_EXCERPT PROVIDED_:
____
# Hygro pinnatifida



## Bahugo (Apr 18, 2011)

It will grow fine in a low tech setup, slower then high tech, but will still grow.


----------



## digitallinh (Jun 22, 2011)

I tried growing this plant in a low/med excel tank and it didn't do too well. Lots of variables in my first tank so it could be anything. My plant kept breaking/becoming soft.

Bahugo, did you do anything in particular to get it to adapt?


----------



## FriendsNotFood (Sep 21, 2010)

I'm curious too, I've read far too many accounts of people failing and specifically saying this plant is not for low-tech... I just really don't want to waste such a gorgeous plant that would thrive in someone's high-tech tank.


----------



## Ebichua (May 13, 2008)

Someone locally has grown it in a biocube14 stocklight with no co2 just fine. It grew painfully slow for him though. He had one stem and it only sent out one sideshoot within the past couple months he's had it.
I'm growing it in my 20 gallon long tank, over a single 27W strip (CFL). I have very low co2 injection in the tank, but was doing fine without it beforehand. 
I'm pretty sure co2 is optional. It won't grow as fast as typical Hygrophila but should be fine overall. 

And I agree! It's a gorgeous, gorgeous plant. I'm really surprised at the lack of interest in this plant by a majority of the US planted-tank keepers.


----------



## antbug (May 28, 2010)

I had a few stems melt away in my med light tank. At the time my co2 was not consistent and I believe that was the problem. I would sell them, but you might want to see what happens for you.


----------



## FriendsNotFood (Sep 21, 2010)

Crap, someone talk me out of setting up a dedicated tank built around the hygro pinnatifida  If I put it in its own tank with nothing but java fern and moss to compete against it might have a better shot...


----------



## zchauvin (Apr 16, 2011)

Ive got it in a apparently too high tech setup as the [censored][censored][censored][censored] grows sideways instead of up!!!!!


----------



## FriendsNotFood (Sep 21, 2010)

Aw but hygro that grows sideways makes a nice midground "carpet". My hygro tiger grows sideways 75% of the time even in the lighting I have.

I think I've decided to keep the pinnatifida and make it the centerpiece plant in a small tank for the Aquabid betta of my dreams. Is this how people get multiple tank syndrome?


----------



## lbacha (Apr 13, 2011)

I have it in a couple tanks plus in an emersed set-up, In my high light tank 150w hqi it grows up, over, under, around, sideways you name it. what I'm trying to say is, it's a weed. In my bucephalandra growout tank under twin T-8's and no CO2 i throw cuttings in there and it's growing fine, I have a huge mass of it in there now. It also is establishing itself in my emersed set-up and is growing well too. I do know it likes high light but it likes other conditions as well. If anyone needs some let me know and I can send you all you need.

Len


----------



## manualfocus (Jun 15, 2011)
____
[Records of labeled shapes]
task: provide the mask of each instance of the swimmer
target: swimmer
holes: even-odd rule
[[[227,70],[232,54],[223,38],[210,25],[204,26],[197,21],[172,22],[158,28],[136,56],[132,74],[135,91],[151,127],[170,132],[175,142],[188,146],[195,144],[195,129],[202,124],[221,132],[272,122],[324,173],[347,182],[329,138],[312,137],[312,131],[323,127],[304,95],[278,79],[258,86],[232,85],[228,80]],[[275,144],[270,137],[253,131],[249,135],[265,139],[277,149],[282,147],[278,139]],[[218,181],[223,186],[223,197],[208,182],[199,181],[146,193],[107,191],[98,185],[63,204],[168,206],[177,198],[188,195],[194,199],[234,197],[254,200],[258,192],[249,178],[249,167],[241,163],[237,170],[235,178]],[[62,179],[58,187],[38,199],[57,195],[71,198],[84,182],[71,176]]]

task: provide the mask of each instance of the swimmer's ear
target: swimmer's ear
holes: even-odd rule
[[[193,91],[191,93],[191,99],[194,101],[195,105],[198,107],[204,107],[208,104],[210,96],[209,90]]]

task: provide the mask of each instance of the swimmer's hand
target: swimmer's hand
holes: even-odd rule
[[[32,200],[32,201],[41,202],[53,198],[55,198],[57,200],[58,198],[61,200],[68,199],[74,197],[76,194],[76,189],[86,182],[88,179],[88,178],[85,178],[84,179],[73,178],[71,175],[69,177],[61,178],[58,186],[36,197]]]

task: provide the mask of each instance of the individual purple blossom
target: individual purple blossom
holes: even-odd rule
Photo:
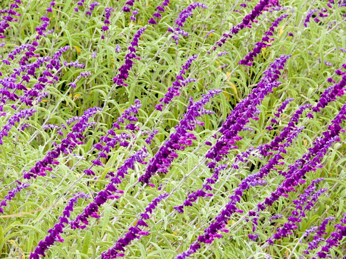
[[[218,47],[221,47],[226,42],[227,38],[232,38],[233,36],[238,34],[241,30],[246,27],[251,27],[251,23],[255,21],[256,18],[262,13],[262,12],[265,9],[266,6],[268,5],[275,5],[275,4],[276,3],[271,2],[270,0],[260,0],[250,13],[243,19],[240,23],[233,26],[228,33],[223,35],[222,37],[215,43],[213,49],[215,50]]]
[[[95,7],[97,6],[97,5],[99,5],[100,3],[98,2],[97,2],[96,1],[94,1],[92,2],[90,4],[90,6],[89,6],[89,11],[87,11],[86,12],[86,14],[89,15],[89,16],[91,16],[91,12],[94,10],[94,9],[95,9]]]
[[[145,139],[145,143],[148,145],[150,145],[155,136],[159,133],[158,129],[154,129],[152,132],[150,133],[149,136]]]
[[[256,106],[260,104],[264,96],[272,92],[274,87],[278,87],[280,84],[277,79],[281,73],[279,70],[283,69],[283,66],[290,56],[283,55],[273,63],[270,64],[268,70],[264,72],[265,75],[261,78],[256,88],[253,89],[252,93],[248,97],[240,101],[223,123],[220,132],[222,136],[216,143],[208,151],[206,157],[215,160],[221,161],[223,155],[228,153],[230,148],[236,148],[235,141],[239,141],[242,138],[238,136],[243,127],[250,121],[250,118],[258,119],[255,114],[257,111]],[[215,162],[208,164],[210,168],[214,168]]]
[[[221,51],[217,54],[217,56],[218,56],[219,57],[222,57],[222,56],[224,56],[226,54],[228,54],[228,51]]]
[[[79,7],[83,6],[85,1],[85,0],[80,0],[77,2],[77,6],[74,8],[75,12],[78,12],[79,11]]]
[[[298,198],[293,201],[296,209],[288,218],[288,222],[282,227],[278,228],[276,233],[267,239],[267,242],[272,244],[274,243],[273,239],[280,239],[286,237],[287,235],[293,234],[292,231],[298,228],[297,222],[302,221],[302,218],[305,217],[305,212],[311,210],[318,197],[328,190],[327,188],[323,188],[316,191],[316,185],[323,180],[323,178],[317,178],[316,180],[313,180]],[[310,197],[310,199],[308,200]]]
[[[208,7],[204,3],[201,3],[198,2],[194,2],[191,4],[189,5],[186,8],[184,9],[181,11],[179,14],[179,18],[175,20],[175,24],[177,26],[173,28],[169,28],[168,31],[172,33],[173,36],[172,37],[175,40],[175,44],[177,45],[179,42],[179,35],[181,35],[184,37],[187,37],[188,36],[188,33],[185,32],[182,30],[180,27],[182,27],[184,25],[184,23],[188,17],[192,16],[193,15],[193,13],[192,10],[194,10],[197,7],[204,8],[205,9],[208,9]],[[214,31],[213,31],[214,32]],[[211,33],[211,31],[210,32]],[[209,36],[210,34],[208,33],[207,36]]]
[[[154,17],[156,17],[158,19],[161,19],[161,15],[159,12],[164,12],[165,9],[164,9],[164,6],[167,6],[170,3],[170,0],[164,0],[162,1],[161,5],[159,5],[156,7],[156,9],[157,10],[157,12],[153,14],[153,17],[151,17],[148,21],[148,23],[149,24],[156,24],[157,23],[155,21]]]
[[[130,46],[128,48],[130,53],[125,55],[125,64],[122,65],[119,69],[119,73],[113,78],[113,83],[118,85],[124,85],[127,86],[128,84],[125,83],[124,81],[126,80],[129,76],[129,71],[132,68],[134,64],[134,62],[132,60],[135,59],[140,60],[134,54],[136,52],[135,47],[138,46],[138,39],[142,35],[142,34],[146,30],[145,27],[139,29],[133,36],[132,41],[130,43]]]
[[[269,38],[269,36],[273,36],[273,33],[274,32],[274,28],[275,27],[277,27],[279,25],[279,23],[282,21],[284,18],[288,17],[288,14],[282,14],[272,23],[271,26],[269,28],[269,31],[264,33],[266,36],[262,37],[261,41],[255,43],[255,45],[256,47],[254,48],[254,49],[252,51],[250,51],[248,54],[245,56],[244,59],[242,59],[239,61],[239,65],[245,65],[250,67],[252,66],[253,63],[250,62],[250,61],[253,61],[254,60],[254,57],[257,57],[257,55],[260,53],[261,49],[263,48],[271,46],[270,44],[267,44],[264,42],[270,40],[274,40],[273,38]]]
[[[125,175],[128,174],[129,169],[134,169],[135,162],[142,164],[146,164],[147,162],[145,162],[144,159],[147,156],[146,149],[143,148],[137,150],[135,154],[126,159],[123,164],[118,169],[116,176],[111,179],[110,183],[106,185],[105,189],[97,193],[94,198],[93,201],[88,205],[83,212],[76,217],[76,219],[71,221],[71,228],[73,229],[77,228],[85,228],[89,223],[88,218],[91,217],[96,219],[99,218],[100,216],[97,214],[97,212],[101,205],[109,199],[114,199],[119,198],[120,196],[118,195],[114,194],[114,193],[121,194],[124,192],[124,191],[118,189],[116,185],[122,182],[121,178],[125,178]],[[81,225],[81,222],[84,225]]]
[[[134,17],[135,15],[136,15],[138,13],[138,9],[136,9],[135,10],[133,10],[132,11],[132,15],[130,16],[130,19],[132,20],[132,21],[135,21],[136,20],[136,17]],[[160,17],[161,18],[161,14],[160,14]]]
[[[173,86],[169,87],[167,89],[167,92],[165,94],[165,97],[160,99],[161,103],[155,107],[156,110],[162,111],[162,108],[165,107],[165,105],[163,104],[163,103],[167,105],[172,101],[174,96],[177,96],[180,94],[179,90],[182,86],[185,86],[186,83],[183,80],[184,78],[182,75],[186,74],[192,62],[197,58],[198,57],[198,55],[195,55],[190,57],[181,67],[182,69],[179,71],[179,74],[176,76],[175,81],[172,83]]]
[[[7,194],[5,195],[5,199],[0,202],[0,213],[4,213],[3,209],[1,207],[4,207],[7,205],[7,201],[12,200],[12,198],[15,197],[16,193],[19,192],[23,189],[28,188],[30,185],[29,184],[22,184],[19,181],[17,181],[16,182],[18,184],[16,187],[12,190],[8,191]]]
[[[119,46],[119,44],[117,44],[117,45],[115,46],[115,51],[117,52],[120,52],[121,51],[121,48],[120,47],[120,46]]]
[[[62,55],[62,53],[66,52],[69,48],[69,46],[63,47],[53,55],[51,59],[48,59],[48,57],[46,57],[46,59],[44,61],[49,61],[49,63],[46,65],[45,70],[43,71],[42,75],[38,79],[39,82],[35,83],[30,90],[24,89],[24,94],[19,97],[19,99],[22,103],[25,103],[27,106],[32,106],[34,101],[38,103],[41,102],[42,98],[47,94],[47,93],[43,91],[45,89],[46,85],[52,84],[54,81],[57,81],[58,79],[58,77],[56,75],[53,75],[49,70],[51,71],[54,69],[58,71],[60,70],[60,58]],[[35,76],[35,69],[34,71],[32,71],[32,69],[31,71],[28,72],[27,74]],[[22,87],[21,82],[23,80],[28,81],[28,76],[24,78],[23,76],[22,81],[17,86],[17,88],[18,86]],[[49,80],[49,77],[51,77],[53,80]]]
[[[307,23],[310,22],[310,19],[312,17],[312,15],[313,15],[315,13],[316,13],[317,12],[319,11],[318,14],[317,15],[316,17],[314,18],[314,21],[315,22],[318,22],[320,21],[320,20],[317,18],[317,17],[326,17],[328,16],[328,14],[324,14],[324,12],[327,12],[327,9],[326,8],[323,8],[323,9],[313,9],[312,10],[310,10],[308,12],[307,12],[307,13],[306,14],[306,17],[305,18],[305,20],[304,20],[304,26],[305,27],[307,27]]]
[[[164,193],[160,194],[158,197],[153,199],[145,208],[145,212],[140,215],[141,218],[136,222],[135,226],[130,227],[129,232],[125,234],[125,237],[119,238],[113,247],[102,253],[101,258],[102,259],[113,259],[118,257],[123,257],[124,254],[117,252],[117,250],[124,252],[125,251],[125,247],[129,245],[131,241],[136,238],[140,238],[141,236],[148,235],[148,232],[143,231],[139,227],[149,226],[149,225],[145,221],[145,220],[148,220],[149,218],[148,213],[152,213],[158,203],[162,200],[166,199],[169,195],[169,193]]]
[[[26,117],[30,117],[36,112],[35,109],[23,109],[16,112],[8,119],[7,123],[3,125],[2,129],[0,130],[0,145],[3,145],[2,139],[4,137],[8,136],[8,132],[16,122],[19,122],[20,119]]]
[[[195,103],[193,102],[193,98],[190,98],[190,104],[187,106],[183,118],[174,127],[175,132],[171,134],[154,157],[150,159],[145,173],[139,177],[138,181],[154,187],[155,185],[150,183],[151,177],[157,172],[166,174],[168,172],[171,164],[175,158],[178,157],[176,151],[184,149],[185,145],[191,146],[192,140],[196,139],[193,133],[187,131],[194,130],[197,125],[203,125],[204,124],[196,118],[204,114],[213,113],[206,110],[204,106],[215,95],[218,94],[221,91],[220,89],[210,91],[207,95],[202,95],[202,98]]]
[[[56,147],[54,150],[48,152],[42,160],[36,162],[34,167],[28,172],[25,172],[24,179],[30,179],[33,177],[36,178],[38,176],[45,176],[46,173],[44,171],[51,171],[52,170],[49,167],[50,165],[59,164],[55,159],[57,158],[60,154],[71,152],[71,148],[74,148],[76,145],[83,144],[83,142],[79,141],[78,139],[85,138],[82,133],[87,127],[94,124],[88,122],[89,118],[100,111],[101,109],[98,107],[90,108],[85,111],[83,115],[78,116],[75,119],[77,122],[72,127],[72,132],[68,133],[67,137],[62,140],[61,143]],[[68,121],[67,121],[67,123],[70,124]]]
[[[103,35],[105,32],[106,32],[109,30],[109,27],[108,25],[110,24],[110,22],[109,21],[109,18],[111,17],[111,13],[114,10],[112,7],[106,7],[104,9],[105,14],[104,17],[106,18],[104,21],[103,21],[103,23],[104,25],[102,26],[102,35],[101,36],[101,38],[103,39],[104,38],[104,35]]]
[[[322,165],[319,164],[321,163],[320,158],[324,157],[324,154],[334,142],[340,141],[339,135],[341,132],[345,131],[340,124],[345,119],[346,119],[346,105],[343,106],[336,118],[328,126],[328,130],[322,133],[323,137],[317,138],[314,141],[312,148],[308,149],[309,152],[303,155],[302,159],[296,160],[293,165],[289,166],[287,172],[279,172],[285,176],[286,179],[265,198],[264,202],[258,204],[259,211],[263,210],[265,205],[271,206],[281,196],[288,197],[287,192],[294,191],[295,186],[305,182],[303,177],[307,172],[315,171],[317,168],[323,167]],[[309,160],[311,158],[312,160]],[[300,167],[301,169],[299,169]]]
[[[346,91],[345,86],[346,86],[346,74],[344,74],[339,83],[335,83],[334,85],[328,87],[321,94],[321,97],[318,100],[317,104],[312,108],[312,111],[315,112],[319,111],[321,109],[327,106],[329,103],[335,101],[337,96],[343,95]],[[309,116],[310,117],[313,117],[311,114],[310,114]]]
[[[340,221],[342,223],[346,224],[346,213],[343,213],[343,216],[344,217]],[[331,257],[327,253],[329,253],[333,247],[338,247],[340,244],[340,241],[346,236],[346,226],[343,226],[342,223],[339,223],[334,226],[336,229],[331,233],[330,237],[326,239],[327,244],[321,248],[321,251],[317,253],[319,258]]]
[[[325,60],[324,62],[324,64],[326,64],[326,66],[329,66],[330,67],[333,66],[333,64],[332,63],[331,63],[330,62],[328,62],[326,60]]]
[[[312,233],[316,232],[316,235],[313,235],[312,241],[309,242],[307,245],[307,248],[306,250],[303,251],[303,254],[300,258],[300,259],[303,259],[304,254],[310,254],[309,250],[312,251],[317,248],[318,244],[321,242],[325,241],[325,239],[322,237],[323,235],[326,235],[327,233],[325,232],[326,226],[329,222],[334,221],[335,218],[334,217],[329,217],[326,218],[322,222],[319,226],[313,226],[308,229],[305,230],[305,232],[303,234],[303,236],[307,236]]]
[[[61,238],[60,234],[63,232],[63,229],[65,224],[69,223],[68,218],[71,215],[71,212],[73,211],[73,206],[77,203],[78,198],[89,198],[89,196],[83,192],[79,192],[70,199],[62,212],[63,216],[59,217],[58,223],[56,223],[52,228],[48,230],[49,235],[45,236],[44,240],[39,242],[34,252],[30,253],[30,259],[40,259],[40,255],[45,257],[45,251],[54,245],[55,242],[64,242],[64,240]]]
____
_GIVEN TASK 1_: Translate this sentence from the forum thread on Hygro pinnatifida into Spanish: "It won't grow as fast as typical Hygrophila but should be fine overall."
_GIVEN TASK 2_: Please duplicate the part of the forum thread on Hygro pinnatifida between "I'm curious too, I've" and "US planted-tank keepers.", inclusive.
The material is separate from the forum thread on Hygro pinnatifida.

_WRITTEN REPLY 1_: No crecerá tan rápido como la Hygrophila típica, pero en general debería estar bien.

_WRITTEN REPLY 2_:
I'm curious too, I've read far too many accounts of people failing and specifically saying this plant is not for low-tech... I just really don't want to waste such a gorgeous plant that would thrive in someone's high-tech tank.


----------



## Ebichua (May 13, 2008)

Someone locally has grown it in a biocube14 stocklight with no co2 just fine. It grew painfully slow for him though. He had one stem and it only sent out one sideshoot within the past couple months he's had it.
I'm growing it in my 20 gallon long tank, over a single 27W strip (CFL). I have very low co2 injection in the tank, but was doing fine without it beforehand. 
I'm pretty sure co2 is optional. It won't grow as fast as typical Hygrophila but should be fine overall. 

And I agree! It's a gorgeous, gorgeous plant. I'm really surprised at the lack of interest in this plant by a majority of the US planted-tank keepers.